(Stored data entries)
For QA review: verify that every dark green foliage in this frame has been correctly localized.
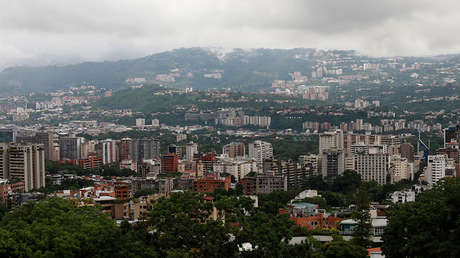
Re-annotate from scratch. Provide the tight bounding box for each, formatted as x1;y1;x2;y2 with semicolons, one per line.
0;198;156;257
258;190;301;215
46;160;88;175
38;178;94;194
351;185;372;248
0;48;317;95
295;197;329;210
134;188;157;198
237;212;297;257
382;178;460;258
271;135;319;159
46;161;135;177
320;191;346;208
362;179;415;203
331;170;361;194
305;170;418;205
318;235;368;258
100;164;136;177
0;191;381;257
147;191;238;257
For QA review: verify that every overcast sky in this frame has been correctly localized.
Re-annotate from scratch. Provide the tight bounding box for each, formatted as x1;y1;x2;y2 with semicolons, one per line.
0;0;459;69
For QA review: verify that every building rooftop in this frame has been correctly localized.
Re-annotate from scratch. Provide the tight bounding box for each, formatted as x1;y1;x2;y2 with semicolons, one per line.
291;202;318;209
94;196;116;201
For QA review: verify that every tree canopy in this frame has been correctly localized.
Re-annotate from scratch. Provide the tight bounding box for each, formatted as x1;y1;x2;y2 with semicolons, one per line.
382;177;460;258
0;198;155;257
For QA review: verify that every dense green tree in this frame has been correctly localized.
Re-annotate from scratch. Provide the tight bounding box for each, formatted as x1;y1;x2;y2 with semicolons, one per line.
146;192;238;257
331;170;361;194
0;198;155;257
39;178;94;194
258;190;301;215
382;178;460;258
278;241;314;258
351;185;372;248
315;235;367;258
134;188;157;198
305;175;329;191
320;191;346;208
237;212;297;257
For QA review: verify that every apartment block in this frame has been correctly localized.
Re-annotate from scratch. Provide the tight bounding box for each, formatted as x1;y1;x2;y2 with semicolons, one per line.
0;143;45;192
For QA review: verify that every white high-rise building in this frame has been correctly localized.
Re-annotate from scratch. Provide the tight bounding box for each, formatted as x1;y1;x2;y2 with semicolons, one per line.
136;118;146;128
213;156;257;182
319;129;344;153
352;145;389;185
248;140;273;169
102;139;118;165
151;119;160;127
185;142;198;161
425;155;446;186
319;130;345;182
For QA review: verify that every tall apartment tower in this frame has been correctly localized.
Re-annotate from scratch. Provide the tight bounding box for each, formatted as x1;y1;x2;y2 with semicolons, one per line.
0;144;8;179
119;138;132;161
102;139;118;165
352;145;389;185
248;140;273;169
399;143;415;162
185;142;198;161
425;155;446;186
222;142;246;158
319;130;345;182
36;132;55;161
59;137;83;160
132;138;160;162
161;154;179;173
0;143;45;192
319;129;344;154
443;125;460;148
168;144;183;159
16;131;55;161
321;149;345;182
299;154;319;176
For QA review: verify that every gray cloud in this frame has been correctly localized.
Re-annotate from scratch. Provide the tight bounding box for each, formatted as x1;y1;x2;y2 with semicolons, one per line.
0;0;459;69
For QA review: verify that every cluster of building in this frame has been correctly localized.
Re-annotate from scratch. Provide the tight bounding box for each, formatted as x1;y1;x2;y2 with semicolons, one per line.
303;118;443;134
313;126;460;188
0;129;46;196
184;108;271;128
278;190;388;243
422;125;460;186
214;109;271;128
352;99;380;109
271;74;329;100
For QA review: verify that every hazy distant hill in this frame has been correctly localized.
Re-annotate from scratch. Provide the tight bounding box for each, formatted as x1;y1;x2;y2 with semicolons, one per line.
0;47;322;95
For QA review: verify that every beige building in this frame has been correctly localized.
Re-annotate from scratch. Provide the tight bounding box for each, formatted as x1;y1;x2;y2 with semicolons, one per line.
390;155;414;182
0;143;46;192
248;140;273;169
222;142;246;158
352;145;389;185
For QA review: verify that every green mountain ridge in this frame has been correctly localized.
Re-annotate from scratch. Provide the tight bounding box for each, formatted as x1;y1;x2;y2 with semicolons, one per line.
1;47;458;95
0;47;321;95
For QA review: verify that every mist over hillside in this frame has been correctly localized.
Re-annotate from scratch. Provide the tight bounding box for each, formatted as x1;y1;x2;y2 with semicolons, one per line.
0;47;318;95
0;47;458;96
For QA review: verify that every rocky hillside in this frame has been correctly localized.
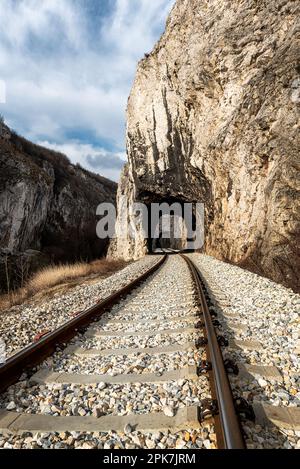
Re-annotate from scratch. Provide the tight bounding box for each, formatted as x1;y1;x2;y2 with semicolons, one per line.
110;0;300;291
0;122;117;292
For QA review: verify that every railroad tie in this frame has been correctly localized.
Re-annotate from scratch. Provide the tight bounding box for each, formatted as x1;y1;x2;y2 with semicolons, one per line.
253;403;300;431
30;365;198;385
229;339;263;351
0;406;201;434
237;364;283;383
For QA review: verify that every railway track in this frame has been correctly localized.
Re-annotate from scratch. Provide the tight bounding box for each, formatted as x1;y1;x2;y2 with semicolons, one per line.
0;254;245;450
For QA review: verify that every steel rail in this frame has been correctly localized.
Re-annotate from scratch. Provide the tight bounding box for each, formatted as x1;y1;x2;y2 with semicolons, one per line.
0;254;167;393
181;254;245;449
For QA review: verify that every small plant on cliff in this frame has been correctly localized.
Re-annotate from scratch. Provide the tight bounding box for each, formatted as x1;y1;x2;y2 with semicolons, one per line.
0;114;4;124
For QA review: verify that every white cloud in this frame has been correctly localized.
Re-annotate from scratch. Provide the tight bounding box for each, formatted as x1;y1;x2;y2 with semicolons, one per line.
0;0;174;180
37;140;126;182
0;80;6;104
0;0;83;49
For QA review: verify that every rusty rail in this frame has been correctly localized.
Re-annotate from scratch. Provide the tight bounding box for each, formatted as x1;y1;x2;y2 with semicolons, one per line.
181;254;245;449
0;255;167;393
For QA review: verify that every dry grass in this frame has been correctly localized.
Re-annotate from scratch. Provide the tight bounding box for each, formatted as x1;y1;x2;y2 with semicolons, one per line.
0;258;128;310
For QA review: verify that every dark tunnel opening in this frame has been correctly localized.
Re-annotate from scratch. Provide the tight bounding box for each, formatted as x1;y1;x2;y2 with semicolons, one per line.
145;198;198;255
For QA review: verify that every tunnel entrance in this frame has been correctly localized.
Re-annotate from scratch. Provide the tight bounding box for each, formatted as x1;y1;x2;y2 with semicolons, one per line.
146;198;198;254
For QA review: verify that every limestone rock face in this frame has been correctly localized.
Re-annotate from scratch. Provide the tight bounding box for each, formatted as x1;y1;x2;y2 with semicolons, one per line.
110;0;300;291
0;124;117;291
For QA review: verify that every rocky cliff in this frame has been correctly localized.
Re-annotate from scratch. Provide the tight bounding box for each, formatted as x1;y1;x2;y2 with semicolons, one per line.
0;122;117;291
110;0;300;291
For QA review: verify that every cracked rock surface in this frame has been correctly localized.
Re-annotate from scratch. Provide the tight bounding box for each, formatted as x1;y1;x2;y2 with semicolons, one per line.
110;0;300;292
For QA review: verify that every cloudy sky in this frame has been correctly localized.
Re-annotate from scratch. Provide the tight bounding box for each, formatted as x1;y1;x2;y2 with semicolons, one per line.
0;0;174;181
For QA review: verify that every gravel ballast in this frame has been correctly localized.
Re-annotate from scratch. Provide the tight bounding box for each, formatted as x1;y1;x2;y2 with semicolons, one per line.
0;255;217;449
189;253;300;449
0;377;210;417
78;331;200;351
1;253;298;449
0;256;159;358
45;349;204;376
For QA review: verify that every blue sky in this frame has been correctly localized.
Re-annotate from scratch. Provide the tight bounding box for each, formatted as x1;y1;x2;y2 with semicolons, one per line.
0;0;174;181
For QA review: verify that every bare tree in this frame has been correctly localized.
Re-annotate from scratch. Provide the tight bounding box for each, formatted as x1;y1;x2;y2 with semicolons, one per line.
15;255;30;288
4;255;10;296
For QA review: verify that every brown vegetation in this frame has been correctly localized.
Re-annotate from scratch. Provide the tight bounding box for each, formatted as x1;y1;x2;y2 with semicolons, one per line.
0;258;128;310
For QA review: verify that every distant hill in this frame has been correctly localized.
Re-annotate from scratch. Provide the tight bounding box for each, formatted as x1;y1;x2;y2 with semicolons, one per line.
0;122;118;292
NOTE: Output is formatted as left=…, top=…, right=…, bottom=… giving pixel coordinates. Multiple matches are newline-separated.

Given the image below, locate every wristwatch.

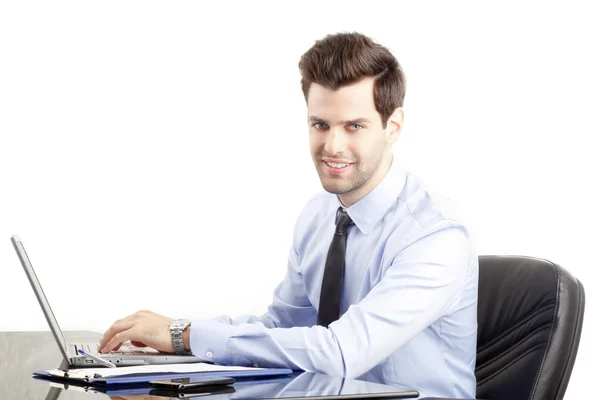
left=169, top=319, right=192, bottom=354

How to complete this task —
Look back at the data above. Transcribe exactly the lines starting at the line that contains "For QA review: verify that every cluster" and ending at the line that contains "For QA review: verify that every beige".

Task answer —
For QA review: verify that every cluster of building in this frame has been correctly localized.
Re-annotate from scratch. Provide the tight bounding box for each, formatted as x1;y1;x2;y2 with semicolons, one per line.
303;118;443;134
313;126;460;188
0;129;46;196
184;108;271;128
278;190;388;243
422;125;460;186
214;109;271;128
352;99;380;109
271;74;329;100
For QA review: verify that every hazy distant hill in this frame has been correctly localized.
Re-annotate from scratch. Provide the tight bounding box for each, formatted as x1;y1;x2;y2 with semicolons, one per line.
0;47;322;95
For QA review: verify that every beige building in this frame has been correctly localized.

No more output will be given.